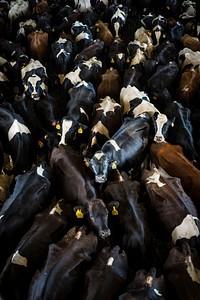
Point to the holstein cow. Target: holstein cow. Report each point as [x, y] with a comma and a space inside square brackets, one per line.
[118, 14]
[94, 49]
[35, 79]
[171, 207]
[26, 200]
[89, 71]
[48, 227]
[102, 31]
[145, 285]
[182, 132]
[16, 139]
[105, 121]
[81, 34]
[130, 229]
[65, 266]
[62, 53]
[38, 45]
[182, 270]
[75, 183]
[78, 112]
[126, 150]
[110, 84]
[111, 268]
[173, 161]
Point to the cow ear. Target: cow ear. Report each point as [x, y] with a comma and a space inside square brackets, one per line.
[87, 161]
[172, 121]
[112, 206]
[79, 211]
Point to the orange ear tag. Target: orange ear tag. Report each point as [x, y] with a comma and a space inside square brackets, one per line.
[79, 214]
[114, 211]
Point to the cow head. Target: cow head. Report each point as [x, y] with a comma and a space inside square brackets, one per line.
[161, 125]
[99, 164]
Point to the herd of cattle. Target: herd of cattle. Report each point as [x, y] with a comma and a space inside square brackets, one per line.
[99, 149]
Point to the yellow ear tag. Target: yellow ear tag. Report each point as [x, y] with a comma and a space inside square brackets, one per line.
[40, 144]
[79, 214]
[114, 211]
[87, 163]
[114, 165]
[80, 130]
· · ·
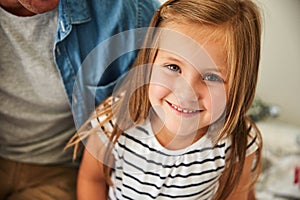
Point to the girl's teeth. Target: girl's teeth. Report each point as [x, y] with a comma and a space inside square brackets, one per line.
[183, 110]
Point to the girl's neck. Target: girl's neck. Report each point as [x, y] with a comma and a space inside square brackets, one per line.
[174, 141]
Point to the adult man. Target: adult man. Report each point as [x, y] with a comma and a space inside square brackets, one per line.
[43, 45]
· · ·
◆ **AIM OF THE TASK**:
Count the lines in the items above that contain the string "girl", treating case as significant, and reply with only the number.

◆ **SOLVED PROBLEM**:
2